Instruções da tarefa: Reescreva a parte do trecho selecionado que começa em "As respostas foram" e vai até "detalhes do todo.", substituindo "respondente" por "participante".

Trecho selecionado:

————

Ainda no limiar do qualitativo e quantitativo, aproveitamos o grande volume de dados textuais para realizar algumas análises de nuvens de palavras para questões onde as palavras-chaves eram importantes, como: o que é ser jovem, sonhos, ansiedades, temas de interesses e causas. Essa análise inicial foi então aprofundada com a leitura das respostas completas.
As respostas foram todas lidas de forma “vertical” (leitura individual de todas as respostas a cada pergunta) e também de forma “horizontal” (leitura individual de todas as respostas de cada respondente). Assim foi possível não só analisar transversalmente as visões dos jovens sobre os temas investigados, mas também entender as histórias individuais que compõem as particularidades, histórias e detalhes do todo.
Em temas específicos como trabalho e educação foi importante mergulhar nas diferentes percepções daqueles em diferentes estágios ou situações vividas com relação ao assunto em questão. Da mesma forma, usamos os diferentes recortes de religião e orientação afetivo-sexual para entender as visões sobre esses assuntos.

————

Extrato de dados:
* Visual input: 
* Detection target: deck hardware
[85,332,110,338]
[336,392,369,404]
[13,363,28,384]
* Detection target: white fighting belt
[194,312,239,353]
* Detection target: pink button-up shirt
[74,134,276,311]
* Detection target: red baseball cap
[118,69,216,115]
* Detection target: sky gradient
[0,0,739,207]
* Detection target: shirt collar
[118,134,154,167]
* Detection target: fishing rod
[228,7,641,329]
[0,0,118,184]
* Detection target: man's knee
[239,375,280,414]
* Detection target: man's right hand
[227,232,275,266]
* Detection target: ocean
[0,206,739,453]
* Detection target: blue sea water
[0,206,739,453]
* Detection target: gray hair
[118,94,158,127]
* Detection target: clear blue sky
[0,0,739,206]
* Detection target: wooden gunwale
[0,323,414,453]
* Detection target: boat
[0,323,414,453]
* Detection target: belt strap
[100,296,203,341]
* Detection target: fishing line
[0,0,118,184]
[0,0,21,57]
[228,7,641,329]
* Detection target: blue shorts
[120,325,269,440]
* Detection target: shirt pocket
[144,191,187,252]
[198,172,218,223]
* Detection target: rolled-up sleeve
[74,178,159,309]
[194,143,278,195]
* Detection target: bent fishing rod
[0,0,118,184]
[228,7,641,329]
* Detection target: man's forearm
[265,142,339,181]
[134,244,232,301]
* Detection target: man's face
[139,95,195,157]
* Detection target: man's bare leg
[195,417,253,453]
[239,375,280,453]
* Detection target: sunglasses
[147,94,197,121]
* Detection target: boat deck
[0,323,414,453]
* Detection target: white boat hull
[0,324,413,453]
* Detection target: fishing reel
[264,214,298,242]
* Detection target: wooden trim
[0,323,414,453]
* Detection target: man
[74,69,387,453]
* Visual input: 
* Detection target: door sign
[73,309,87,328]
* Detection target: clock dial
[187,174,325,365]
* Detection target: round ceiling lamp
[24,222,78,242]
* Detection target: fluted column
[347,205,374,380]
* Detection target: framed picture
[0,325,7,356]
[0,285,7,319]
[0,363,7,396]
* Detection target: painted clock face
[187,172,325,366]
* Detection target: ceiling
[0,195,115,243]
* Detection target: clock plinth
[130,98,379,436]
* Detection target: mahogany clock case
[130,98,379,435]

————

Resultado da tarefa:
As respostas foram todas lidas de forma “vertical” (leitura individual de todas as respostas a cada pergunta) e também de forma “horizontal” (leitura individual de todas as respostas de cada participante). Assim foi possível não só analisar transversalmente as visões dos jovens sobre os temas investigados, mas também entender as histórias individuais que compõem as particularidades, histórias e detalhes do todo.